* begin ARTICLE *
Doro Wat is a traditional Ethiopian chicken stew characterized by its rich, spicy flavors. This hearty dish is perfect for a comforting meal, typically served with injera, a type of Ethiopian flatbread.

Preparation time
30min
Cooking time
1h 30min

Ingredients

6 Servings
  • 3 tablespoons berbere spice
  • 115 grams butter
  • 6 chicken thighs
  • 6 garlic cloves
  • 2 tablespoons ginger
  • 4 hard-boiled eggs
  • 3 onions
  • 1 tablespoon paprika
  • 1 teaspoon salt
  • 1 cup tomato paste
  • 2 cups water

Directions

Step 1
Melt the butter in a large pot over medium heat.
Step 2
Add the chopped onions and cook until they are deep golden brown, stirring frequently, about 30 minutes.
Step 3
Add the minced garlic and grated ginger, cook for another 5 minutes.
Step 4
Stir in the berbere spice mix and paprika, cook for 2 minutes.
Step 5
Add the tomato paste and cook for 5 minutes, stirring constantly.
Step 6
Pour in the water and bring the mixture to a simmer.
Step 7
Season the chicken thighs with salt and add them to the pot. Reduce the heat to low, cover, and simmer until the chicken is cooked through and tender, about 45 minutes.
Step 8
Add the peeled hard-boiled eggs to the stew, cover, and simmer for another 10 minutes.
Step 9
Serve the Doro Wat hot with injera or rice.
* end ARTICLE *
TASKS FOR THIS EXERCISE »
1 - Answer these questions about the Doro Wat recipe:
(a) How many servings does it make?
(b) About how long are the onions cooked in Step 2?
(c) How much water goes into the stew?
2 - Show every line of the listing that contains the string "printed". Case counts.
The listing that comes next has no connection to the Doro Wat recipe.
* begin STORED RECORDS *
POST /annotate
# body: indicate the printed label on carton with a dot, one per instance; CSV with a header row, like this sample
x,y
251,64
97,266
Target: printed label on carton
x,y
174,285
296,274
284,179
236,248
* end STORED RECORDS *
THE SOLUTIONS »
1 -
(a) 6 servings
(b) About 30 minutes
(c) 2 cups

2 -
# body: indicate the printed label on carton with a dot, one per instance; CSV with a header row, like this sample
Target: printed label on carton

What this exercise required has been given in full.